• [Written tasks]:
[a] In the forum thread about the counterweight rigging history book, what time frame does the book cover?
[b] Carry on the forum thread about the counterweight rigging history book from the point where it stops.

• [Excerpt provided]:
▶

# The History of Counterweight Rigging (book)



## RickBoychuk (Mar 3, 2015)

"_*Nobody Looks Up: The History of the Counterweight Rigging System*_" published by Grid Well Press came available last week. It has already been nominated for the "USITT Golden Pen Award". 

Richard Pilbrow wrote: 
_Congratulations. "Nobody Looks Up" is a magnificent and very important piece of work to our industry. The detail of your research and the conclusions you reach make quite fascinating reading. I'm overawed and feel that I've learnt a great deal. Thank you._

To learn more about this book visit: www.counterweightrigging.com


----------



## gafftaper (Mar 3, 2015)

Congratulations! That sounds like a lot of work and yet the results sound fascinating. I look forward to reading it.


----------



## DavidNorth (Mar 5, 2015)

Great job taking this on!!! I ordered two copies - one to keep and one to share. Thanks much for your work and standing by to read upon delivery.

David


----------



## Jay Ashworth (Mar 6, 2015)

Best title of the year.


----------



## bobgaggle (Mar 11, 2015)

Maybe he talks about it in the book, but his bio says he invented a front loading arbor? I'd like to see that...


----------



## RickBoychuk (Mar 11, 2015)

bobgaggle said:


> Maybe he talks about it in the book, but his bio says he invented a front loading arbor? I'd like to see that...


"Maybe he talks about it in the book" ? To what does that refer. If not in the book, and I know, I can respond.
See the Brickhouse front loading arbor at www.thernstage.com or installed in southern Jersey at the Levoy Theatre in Millville, NJ.


----------



## RickBoychuk (Mar 11, 2015)

RickBoychuk said:


> Oh, No I don't mention it. If I do, it is just briefly, as it does not fit the time frame of the book, which is 1500 to 1925. It will be included in the second book which will deal from 1925 to the present. However, I do not want the book to be a 'sales tool'. I want it to be an impartial history.
> See the Brickhouse front loading arbor at www.thernstage.com or installed in southern Jersey at the Levoy Theatre in Millville, NJ.


----------



## rochem (Mar 11, 2015)

◀

• [Rows]:

▶

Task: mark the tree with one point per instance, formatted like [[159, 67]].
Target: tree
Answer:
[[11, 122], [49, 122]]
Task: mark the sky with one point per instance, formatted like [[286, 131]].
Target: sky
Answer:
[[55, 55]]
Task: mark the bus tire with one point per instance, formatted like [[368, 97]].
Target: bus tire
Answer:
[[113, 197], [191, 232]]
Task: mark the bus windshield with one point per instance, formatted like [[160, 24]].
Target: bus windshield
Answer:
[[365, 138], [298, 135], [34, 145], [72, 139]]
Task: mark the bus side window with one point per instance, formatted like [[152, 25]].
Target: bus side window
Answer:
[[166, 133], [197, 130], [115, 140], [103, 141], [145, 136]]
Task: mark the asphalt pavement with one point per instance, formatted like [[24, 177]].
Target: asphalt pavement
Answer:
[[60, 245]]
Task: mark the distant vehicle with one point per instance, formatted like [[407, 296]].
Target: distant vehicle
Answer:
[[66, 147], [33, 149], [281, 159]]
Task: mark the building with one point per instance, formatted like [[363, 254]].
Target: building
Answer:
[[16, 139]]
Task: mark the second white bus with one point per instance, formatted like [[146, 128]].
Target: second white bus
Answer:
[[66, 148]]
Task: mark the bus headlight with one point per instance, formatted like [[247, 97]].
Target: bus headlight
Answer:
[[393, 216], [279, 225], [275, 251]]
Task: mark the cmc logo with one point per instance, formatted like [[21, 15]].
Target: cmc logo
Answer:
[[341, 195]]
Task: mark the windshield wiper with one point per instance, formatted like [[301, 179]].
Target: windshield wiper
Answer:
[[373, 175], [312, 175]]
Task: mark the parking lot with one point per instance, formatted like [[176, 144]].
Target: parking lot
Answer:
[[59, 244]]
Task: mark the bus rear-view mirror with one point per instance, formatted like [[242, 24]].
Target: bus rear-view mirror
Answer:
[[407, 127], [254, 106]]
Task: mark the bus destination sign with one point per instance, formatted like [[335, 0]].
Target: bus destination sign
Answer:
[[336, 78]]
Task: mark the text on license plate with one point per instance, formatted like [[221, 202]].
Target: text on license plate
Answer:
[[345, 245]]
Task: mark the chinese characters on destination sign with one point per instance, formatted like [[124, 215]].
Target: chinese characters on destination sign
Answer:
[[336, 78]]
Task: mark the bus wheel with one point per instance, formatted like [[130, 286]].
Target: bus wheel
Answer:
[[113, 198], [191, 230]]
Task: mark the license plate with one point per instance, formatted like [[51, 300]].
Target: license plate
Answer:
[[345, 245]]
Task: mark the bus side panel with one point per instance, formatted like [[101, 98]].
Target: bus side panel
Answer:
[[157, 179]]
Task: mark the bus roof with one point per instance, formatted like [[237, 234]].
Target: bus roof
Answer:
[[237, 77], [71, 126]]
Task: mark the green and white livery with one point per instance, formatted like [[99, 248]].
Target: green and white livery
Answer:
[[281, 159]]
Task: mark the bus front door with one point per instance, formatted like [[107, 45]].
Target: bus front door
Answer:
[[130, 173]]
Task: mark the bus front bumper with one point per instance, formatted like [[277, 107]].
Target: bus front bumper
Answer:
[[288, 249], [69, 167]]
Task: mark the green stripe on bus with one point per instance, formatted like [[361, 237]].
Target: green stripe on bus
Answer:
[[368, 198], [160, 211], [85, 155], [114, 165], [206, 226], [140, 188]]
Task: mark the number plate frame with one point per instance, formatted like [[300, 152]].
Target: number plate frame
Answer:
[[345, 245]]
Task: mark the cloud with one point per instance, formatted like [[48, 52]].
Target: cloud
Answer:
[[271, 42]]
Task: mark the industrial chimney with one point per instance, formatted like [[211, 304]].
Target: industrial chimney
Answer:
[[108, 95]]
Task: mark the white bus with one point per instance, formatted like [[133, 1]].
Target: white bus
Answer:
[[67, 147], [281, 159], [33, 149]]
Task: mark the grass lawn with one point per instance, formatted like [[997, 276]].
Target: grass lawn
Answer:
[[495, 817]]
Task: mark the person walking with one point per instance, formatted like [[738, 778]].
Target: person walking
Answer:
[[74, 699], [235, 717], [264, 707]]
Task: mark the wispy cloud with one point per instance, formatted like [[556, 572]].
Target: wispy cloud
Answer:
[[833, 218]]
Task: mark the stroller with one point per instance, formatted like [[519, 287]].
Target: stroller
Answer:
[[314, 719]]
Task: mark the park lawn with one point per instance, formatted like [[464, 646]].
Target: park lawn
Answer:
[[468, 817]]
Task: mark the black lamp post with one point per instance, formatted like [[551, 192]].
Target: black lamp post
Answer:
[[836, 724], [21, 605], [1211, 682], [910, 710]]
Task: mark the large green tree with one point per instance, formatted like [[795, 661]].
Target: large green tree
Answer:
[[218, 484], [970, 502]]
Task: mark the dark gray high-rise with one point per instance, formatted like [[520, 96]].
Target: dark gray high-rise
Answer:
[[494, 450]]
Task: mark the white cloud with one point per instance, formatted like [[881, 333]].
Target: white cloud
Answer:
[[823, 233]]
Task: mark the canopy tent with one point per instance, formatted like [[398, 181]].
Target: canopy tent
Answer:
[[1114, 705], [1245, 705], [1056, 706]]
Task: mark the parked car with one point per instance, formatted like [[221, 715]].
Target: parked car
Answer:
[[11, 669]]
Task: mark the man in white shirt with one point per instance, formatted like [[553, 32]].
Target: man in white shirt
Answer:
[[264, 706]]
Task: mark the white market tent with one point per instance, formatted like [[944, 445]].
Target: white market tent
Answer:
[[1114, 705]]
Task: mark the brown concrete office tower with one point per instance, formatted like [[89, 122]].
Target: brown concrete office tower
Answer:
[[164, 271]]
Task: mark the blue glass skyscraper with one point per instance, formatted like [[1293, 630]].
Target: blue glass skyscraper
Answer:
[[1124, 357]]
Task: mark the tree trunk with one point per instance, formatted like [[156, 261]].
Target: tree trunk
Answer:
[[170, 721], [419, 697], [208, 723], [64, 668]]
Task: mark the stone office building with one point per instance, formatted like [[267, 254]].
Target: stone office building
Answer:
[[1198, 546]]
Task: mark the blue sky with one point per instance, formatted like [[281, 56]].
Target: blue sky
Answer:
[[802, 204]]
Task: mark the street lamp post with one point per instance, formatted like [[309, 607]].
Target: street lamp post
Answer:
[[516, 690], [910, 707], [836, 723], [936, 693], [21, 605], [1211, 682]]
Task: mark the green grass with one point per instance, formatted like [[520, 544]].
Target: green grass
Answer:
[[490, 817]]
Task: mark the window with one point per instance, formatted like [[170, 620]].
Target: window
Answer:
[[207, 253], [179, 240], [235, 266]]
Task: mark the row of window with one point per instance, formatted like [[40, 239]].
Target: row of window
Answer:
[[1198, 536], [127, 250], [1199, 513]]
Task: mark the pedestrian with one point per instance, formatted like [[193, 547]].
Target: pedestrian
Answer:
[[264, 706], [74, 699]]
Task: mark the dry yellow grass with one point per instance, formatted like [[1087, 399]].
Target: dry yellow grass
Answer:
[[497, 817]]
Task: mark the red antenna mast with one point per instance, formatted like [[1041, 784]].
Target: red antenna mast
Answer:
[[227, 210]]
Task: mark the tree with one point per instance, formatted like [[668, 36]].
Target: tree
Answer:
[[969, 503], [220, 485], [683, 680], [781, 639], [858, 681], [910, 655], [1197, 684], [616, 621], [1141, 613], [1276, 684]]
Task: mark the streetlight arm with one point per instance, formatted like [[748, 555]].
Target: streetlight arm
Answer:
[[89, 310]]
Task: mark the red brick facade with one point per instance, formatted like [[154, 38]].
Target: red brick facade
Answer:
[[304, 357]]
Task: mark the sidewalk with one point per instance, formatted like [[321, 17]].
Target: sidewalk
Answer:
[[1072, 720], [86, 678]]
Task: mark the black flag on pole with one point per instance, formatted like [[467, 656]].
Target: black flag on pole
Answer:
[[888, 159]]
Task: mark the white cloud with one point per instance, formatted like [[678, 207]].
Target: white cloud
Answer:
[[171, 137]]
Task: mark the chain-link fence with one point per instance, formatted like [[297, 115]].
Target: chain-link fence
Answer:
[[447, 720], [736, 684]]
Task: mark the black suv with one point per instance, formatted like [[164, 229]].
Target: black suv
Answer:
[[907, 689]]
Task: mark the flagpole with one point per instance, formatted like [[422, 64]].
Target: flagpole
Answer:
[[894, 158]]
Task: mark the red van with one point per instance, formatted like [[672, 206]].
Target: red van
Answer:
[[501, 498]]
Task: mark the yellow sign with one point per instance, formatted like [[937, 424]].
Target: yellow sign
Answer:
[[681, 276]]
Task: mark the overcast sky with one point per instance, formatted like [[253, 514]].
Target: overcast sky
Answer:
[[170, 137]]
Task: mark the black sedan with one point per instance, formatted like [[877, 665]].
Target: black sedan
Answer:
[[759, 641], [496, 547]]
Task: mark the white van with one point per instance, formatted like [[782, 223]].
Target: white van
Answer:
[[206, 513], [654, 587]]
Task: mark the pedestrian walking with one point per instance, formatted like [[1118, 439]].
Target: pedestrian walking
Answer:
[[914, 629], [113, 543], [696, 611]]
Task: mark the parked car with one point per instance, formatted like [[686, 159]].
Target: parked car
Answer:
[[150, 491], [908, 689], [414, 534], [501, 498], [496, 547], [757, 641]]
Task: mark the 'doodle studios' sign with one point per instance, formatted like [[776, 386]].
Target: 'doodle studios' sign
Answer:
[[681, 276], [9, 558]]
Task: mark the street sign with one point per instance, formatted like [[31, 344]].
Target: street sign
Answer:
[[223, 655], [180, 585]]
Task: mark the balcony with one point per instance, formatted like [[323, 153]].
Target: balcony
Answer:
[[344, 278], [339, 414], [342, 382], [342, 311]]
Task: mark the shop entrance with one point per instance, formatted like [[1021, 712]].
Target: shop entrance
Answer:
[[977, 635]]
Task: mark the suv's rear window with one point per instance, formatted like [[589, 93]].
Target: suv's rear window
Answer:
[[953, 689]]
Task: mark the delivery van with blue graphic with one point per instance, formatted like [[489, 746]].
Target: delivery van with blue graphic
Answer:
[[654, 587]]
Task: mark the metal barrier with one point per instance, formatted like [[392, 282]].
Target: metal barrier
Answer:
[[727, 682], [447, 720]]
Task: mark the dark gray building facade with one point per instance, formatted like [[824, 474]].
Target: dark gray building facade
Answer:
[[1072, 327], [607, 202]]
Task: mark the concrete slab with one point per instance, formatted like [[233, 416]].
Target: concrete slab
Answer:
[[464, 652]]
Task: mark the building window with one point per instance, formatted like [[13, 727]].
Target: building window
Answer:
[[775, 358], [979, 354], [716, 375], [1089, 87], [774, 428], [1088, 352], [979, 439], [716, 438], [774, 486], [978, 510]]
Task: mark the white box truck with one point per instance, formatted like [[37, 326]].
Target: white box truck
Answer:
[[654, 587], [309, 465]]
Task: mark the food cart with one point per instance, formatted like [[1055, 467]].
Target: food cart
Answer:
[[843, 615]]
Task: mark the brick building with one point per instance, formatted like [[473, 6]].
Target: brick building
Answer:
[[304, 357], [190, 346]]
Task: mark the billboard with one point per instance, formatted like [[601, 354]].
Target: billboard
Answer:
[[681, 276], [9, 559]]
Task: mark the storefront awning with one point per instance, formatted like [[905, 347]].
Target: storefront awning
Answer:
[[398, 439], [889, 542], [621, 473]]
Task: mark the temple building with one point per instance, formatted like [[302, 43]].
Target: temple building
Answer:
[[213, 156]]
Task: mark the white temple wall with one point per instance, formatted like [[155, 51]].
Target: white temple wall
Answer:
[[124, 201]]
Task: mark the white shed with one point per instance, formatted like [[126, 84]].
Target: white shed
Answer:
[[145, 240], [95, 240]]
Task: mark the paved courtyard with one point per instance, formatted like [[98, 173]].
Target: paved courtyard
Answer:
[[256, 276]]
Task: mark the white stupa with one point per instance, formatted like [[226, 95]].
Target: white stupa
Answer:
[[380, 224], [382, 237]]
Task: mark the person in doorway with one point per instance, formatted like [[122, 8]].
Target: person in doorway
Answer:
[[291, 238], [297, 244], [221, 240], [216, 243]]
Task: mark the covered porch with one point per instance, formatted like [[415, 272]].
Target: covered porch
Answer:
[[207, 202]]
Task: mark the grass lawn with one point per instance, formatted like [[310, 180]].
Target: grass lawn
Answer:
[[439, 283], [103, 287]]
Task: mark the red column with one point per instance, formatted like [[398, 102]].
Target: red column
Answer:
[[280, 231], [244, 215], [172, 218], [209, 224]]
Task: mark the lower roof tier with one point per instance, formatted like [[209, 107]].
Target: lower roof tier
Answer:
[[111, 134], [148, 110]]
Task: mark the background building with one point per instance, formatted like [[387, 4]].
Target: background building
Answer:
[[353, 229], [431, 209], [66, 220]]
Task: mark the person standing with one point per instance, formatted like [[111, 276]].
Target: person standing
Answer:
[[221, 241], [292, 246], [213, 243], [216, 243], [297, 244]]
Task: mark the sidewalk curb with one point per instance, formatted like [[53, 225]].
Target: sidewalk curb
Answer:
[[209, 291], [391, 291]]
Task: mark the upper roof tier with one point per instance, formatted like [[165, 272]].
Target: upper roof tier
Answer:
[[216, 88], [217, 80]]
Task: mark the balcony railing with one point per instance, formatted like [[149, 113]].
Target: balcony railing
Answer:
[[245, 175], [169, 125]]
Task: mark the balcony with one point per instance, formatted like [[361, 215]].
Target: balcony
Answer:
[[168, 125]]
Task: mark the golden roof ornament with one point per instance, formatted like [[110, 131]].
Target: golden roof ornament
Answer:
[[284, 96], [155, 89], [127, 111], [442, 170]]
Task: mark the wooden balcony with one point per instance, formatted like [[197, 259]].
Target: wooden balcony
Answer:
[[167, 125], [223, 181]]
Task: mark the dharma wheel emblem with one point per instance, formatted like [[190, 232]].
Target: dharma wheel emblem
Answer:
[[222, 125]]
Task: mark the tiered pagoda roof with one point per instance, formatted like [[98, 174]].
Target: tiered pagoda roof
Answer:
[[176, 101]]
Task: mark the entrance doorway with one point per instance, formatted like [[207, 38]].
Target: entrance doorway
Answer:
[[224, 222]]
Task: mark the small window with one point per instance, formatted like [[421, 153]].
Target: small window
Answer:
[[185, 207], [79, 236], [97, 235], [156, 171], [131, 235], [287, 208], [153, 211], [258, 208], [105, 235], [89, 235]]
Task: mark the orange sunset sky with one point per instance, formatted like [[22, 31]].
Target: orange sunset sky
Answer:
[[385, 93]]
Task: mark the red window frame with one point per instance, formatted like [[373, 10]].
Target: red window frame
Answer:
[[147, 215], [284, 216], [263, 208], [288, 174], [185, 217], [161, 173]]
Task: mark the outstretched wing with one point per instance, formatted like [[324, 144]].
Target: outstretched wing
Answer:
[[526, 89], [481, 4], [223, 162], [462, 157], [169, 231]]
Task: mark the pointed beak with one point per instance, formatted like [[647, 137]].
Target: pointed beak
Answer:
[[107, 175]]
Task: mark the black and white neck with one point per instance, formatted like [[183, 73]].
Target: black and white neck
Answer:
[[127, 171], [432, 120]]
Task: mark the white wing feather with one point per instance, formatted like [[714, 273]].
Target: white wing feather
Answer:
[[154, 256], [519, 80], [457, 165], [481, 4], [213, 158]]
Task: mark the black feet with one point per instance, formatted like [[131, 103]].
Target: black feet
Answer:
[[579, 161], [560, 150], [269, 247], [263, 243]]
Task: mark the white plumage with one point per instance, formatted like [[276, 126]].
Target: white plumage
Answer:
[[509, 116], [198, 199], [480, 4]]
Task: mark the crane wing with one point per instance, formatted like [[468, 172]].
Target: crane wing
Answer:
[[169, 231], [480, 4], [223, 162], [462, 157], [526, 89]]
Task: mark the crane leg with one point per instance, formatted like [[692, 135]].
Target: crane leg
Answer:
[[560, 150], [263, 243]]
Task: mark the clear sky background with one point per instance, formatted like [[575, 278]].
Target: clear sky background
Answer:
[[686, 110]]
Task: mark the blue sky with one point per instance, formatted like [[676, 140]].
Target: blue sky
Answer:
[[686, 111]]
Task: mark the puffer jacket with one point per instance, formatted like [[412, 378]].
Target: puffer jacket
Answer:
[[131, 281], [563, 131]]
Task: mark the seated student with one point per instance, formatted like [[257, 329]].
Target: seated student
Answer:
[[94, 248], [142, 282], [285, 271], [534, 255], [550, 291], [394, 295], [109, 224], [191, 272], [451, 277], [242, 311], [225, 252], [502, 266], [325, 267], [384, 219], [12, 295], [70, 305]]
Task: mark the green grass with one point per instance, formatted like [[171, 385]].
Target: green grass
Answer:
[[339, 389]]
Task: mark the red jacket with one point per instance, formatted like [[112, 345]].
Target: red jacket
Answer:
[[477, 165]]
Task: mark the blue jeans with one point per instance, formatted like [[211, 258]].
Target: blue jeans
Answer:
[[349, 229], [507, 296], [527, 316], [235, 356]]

◀

• [Solved tasks]:
[a] 1500 to 1925

[b]
Not to drag this too far off topic (just ordered my copy - can't wait to read it!), but how does the front-loading arbor hold "more weight in less space"? Is the arbor taller than a traditional arbor to allow for space to be left in between the shelves without reducing the total weight able to be held? Or is it the same height as a regular arbor, with the understanding that for the rare time when the arbor is fully loaded, the shelves will become mostly irrelevant? Are you basing the increased capacity on the inability to load bricks into the top several inches of a traditional arbor because of being unable to angle the brick in? And finally, how much lighter is each brick as a result of cutting a handle in it? I would think this would add up to a significant amount just on its own, but please feel free to correct me - that page on your website is the first and only information I've heard about this.


----------



## RickBoychuk (Mar 11, 2015)

You have the answer; the elimination of the tipping height is were the gain is made. However, the shorter the arbor the greater the impact, the longer the arbor the less. But for a given payload the front loading arbor is 8 to 10 inches shorter, on average. 

But the arbor itself is also heavier - 135 pounds vs 90 pounds. The shoes are heavier - 20 pounds vs 6 pounds. We need fewer bricks to hit pipe weight allowing for more bricks for live load. 

The length savings are actually minimal - maybe 2% of travel - but with a move to 50 foot max on flytowers to comply with fire codes, 2% is significant.

But there are other benefits. The 10 inches reduction might be the difference between the loader having to crawl off the gallery and into the well, or being able to load safely from the gallery. And not having to crawl into the well might allow for a compliant safety rail on the arbor side of the loading gallery. The benefits of front loading kind of cascade a bit in quite significant ways.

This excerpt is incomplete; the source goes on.